(WORKING DATA begins)
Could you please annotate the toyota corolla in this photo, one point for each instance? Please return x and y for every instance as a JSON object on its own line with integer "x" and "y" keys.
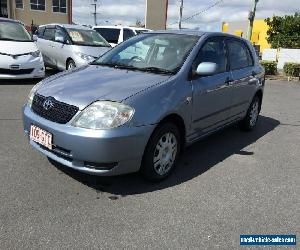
{"x": 140, "y": 104}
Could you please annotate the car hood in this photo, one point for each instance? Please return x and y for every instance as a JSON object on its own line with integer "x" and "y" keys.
{"x": 16, "y": 48}
{"x": 86, "y": 85}
{"x": 92, "y": 51}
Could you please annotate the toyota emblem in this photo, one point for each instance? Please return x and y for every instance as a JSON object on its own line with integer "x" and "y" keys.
{"x": 48, "y": 104}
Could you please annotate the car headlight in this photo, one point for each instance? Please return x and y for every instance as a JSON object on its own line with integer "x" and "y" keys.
{"x": 104, "y": 115}
{"x": 32, "y": 93}
{"x": 86, "y": 57}
{"x": 35, "y": 53}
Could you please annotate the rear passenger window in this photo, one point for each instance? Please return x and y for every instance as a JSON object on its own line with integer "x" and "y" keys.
{"x": 110, "y": 35}
{"x": 239, "y": 55}
{"x": 49, "y": 34}
{"x": 213, "y": 51}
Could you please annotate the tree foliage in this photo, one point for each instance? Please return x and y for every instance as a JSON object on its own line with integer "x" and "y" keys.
{"x": 284, "y": 31}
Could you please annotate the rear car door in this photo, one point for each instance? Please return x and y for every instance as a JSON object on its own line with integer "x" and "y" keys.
{"x": 211, "y": 94}
{"x": 243, "y": 75}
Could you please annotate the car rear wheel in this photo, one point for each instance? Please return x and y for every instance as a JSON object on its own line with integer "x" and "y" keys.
{"x": 161, "y": 153}
{"x": 71, "y": 64}
{"x": 250, "y": 121}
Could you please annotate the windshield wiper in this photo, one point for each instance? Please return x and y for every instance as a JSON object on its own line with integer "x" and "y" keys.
{"x": 158, "y": 70}
{"x": 116, "y": 66}
{"x": 13, "y": 40}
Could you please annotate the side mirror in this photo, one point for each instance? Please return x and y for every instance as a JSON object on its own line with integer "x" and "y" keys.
{"x": 59, "y": 39}
{"x": 206, "y": 69}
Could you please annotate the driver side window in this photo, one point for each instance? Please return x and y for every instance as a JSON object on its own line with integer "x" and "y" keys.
{"x": 212, "y": 51}
{"x": 60, "y": 33}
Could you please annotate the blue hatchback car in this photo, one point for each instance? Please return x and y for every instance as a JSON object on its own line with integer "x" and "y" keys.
{"x": 136, "y": 107}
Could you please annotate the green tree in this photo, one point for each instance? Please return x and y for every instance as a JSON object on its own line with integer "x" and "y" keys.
{"x": 284, "y": 31}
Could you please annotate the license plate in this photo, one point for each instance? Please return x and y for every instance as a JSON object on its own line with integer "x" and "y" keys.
{"x": 41, "y": 136}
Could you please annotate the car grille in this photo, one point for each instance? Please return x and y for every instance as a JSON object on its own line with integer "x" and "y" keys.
{"x": 59, "y": 112}
{"x": 15, "y": 71}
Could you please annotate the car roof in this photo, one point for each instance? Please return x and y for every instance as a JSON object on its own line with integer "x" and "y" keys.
{"x": 195, "y": 33}
{"x": 2, "y": 19}
{"x": 67, "y": 26}
{"x": 118, "y": 27}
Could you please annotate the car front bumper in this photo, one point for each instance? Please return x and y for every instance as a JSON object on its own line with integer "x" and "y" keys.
{"x": 97, "y": 152}
{"x": 33, "y": 67}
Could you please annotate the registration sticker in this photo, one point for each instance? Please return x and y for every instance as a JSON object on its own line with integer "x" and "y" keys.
{"x": 41, "y": 136}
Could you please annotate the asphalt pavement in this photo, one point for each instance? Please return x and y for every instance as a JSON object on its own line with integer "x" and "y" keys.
{"x": 229, "y": 184}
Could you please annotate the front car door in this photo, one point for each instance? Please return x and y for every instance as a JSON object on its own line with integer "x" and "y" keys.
{"x": 47, "y": 45}
{"x": 243, "y": 75}
{"x": 61, "y": 49}
{"x": 211, "y": 94}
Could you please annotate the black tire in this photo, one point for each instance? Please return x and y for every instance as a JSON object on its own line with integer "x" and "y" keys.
{"x": 70, "y": 64}
{"x": 149, "y": 170}
{"x": 249, "y": 123}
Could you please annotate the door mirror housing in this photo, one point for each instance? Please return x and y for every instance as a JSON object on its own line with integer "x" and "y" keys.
{"x": 206, "y": 69}
{"x": 34, "y": 38}
{"x": 60, "y": 39}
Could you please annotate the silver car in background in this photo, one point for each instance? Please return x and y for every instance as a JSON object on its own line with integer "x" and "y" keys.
{"x": 68, "y": 46}
{"x": 137, "y": 106}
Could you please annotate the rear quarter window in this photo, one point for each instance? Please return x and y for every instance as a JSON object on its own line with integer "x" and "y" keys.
{"x": 239, "y": 55}
{"x": 40, "y": 32}
{"x": 110, "y": 35}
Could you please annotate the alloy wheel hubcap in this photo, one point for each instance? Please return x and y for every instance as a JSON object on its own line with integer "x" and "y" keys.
{"x": 165, "y": 153}
{"x": 254, "y": 113}
{"x": 71, "y": 66}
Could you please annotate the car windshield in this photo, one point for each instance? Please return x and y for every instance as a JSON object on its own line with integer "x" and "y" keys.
{"x": 87, "y": 38}
{"x": 10, "y": 31}
{"x": 141, "y": 31}
{"x": 157, "y": 53}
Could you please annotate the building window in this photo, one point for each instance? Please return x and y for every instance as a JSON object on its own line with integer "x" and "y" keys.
{"x": 19, "y": 4}
{"x": 59, "y": 6}
{"x": 37, "y": 5}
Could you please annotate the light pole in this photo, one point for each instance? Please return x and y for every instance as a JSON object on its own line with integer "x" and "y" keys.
{"x": 95, "y": 12}
{"x": 251, "y": 20}
{"x": 180, "y": 13}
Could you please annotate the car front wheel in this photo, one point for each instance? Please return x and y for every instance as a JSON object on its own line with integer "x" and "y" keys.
{"x": 161, "y": 153}
{"x": 249, "y": 122}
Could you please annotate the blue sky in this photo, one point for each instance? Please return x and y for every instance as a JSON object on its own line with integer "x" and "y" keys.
{"x": 126, "y": 12}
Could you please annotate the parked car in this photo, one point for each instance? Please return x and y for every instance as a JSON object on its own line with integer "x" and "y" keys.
{"x": 118, "y": 34}
{"x": 19, "y": 55}
{"x": 125, "y": 114}
{"x": 65, "y": 46}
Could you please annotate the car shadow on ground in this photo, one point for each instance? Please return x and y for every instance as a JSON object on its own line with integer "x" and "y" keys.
{"x": 196, "y": 159}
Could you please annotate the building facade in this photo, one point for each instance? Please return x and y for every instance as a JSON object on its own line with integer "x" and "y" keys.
{"x": 37, "y": 11}
{"x": 259, "y": 33}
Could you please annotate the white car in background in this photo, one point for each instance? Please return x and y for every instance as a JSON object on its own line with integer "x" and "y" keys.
{"x": 66, "y": 46}
{"x": 118, "y": 34}
{"x": 19, "y": 55}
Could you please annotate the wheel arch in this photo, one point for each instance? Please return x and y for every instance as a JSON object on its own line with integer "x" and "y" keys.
{"x": 67, "y": 61}
{"x": 259, "y": 94}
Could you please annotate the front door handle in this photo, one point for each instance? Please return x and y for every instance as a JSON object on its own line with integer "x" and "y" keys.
{"x": 229, "y": 81}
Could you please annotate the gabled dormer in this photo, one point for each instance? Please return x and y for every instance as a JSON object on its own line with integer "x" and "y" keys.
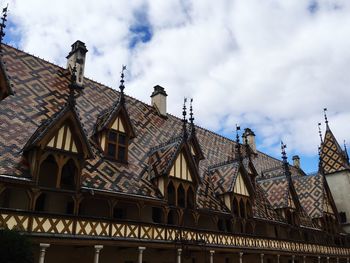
{"x": 233, "y": 187}
{"x": 58, "y": 149}
{"x": 174, "y": 171}
{"x": 114, "y": 130}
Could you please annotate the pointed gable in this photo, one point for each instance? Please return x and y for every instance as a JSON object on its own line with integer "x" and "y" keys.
{"x": 62, "y": 132}
{"x": 240, "y": 187}
{"x": 116, "y": 118}
{"x": 333, "y": 157}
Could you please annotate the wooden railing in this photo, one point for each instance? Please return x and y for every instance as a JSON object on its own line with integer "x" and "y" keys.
{"x": 39, "y": 224}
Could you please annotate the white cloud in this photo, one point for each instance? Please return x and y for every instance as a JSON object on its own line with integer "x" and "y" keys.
{"x": 271, "y": 65}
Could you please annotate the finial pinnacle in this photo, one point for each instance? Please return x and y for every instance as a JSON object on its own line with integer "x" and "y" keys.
{"x": 283, "y": 151}
{"x": 3, "y": 24}
{"x": 184, "y": 120}
{"x": 191, "y": 112}
{"x": 72, "y": 85}
{"x": 320, "y": 132}
{"x": 238, "y": 145}
{"x": 325, "y": 116}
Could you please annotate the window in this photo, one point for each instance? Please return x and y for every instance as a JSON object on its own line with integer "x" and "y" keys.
{"x": 117, "y": 143}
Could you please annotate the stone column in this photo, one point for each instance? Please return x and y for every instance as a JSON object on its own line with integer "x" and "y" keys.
{"x": 43, "y": 247}
{"x": 179, "y": 251}
{"x": 141, "y": 249}
{"x": 212, "y": 252}
{"x": 97, "y": 253}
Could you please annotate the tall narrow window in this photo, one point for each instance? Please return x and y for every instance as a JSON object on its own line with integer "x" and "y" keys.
{"x": 117, "y": 143}
{"x": 68, "y": 175}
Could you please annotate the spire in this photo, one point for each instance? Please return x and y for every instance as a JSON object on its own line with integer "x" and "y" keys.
{"x": 320, "y": 166}
{"x": 184, "y": 120}
{"x": 346, "y": 152}
{"x": 325, "y": 118}
{"x": 3, "y": 24}
{"x": 72, "y": 86}
{"x": 285, "y": 161}
{"x": 320, "y": 132}
{"x": 191, "y": 117}
{"x": 238, "y": 144}
{"x": 121, "y": 86}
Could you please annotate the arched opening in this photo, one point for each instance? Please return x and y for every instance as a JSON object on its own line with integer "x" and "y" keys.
{"x": 242, "y": 209}
{"x": 171, "y": 194}
{"x": 249, "y": 210}
{"x": 69, "y": 175}
{"x": 172, "y": 218}
{"x": 206, "y": 222}
{"x": 189, "y": 220}
{"x": 54, "y": 203}
{"x": 94, "y": 207}
{"x": 181, "y": 196}
{"x": 235, "y": 207}
{"x": 249, "y": 228}
{"x": 48, "y": 172}
{"x": 130, "y": 211}
{"x": 14, "y": 198}
{"x": 190, "y": 198}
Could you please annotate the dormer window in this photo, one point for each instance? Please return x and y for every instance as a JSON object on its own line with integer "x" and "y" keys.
{"x": 116, "y": 145}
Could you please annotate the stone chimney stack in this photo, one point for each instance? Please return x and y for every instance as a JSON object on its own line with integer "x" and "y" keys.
{"x": 159, "y": 99}
{"x": 296, "y": 161}
{"x": 250, "y": 136}
{"x": 77, "y": 58}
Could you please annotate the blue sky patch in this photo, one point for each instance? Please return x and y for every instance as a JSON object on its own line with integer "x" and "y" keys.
{"x": 141, "y": 29}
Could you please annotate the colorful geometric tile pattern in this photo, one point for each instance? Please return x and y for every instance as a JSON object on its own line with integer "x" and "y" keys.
{"x": 41, "y": 90}
{"x": 332, "y": 156}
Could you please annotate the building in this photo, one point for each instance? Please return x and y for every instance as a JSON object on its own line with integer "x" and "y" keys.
{"x": 93, "y": 175}
{"x": 335, "y": 166}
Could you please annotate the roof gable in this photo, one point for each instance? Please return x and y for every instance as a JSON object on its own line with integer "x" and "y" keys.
{"x": 332, "y": 156}
{"x": 64, "y": 132}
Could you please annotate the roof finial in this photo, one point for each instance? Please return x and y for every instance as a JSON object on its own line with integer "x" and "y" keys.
(WORKING DATA ends)
Begin with the line containing "Could you please annotate the building in" and repeat each line exactly until the records above end.

## ANSWER AREA
Could you please annotate the building in this photo, one point for each instance? Please return x and y for every instance as a JSON object on its own line with integer "x" and "y" keys.
{"x": 93, "y": 175}
{"x": 335, "y": 166}
Could you please annotate the roof gable in this photo, one point for each instance? Please return x and y for every instance as a JSON object on its own line with integer "x" and "y" keys.
{"x": 332, "y": 156}
{"x": 64, "y": 132}
Could you please annotate the roof finial in this photo, one point for each instance? Please return x and y for every instance as a JSON object on its own line with integer "x" and "y" keys.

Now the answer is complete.